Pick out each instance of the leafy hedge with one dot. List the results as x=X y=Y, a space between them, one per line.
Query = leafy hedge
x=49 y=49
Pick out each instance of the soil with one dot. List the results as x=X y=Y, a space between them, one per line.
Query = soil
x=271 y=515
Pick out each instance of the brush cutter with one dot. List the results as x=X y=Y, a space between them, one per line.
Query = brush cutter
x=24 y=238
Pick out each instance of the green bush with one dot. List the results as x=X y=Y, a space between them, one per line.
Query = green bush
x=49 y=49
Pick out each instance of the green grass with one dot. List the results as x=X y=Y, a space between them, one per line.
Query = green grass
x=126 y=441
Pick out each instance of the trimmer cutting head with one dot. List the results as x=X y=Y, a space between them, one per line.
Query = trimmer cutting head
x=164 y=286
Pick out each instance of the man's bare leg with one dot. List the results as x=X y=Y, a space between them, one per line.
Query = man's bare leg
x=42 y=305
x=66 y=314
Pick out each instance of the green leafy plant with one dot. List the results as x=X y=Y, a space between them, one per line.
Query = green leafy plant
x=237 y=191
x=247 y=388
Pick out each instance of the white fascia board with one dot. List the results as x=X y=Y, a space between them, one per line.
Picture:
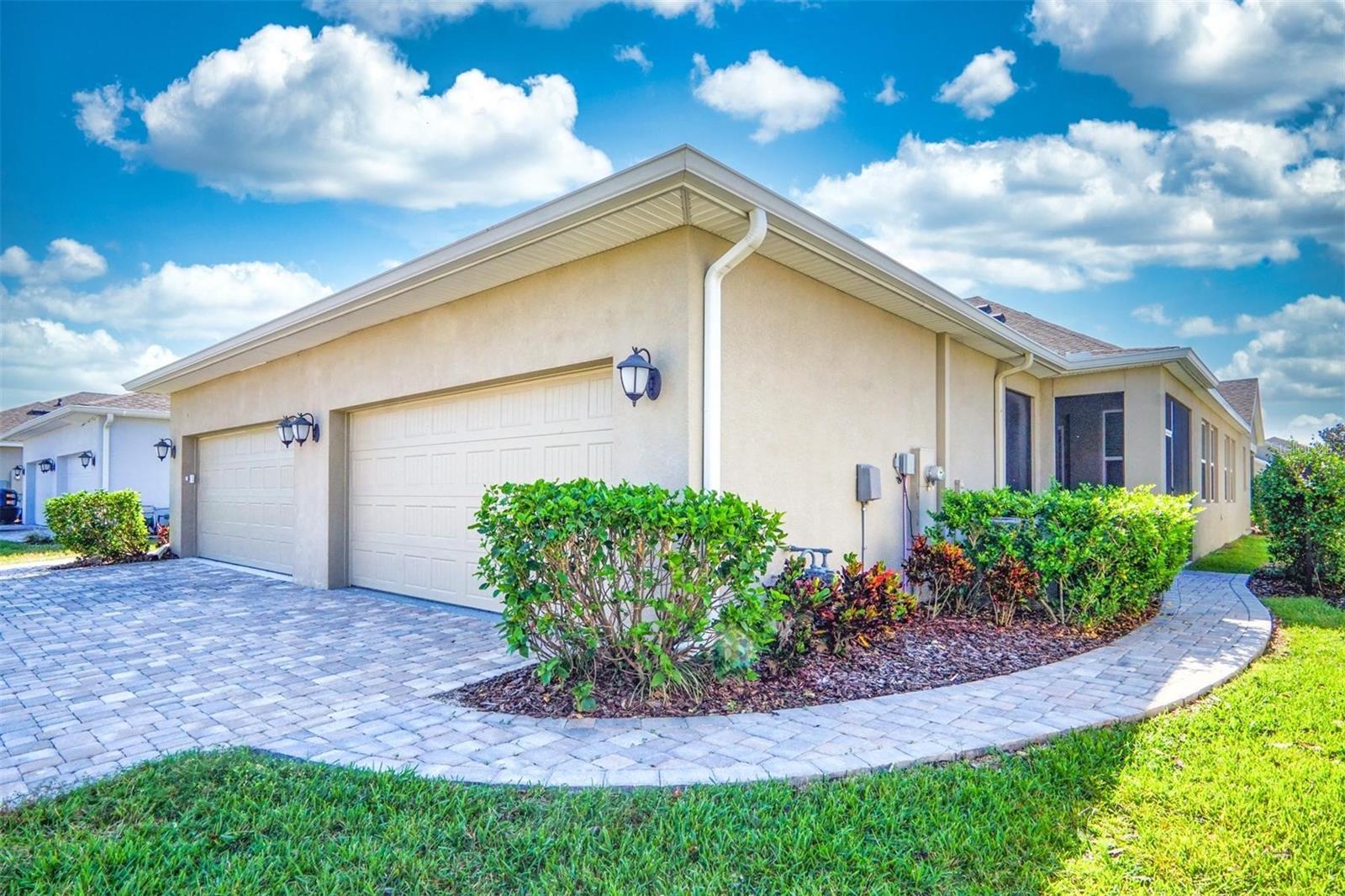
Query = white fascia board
x=60 y=417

* _Task to complete_: Your copy must start at the line that holds "Query = trimmer cutting head" and end at the last line of the data, both included; it must contain no pictures.

* _Task output_:
Query = trimmer cutting head
x=164 y=286
Pick out each instance of the man's bare leg with one dot. List the results as x=X y=Y, a space between them, one per line.
Query = man's bare leg
x=42 y=305
x=66 y=314
Pick out each instance of the green leafy plant with one dot. List the results as x=X y=Y, a space between them, one per line.
Query = green leafy plant
x=237 y=191
x=247 y=388
Pick out each instance of the white fascia board with one dot. List the results as x=X y=Y, a space between them, one per line.
Picture:
Query = white fascia board
x=60 y=417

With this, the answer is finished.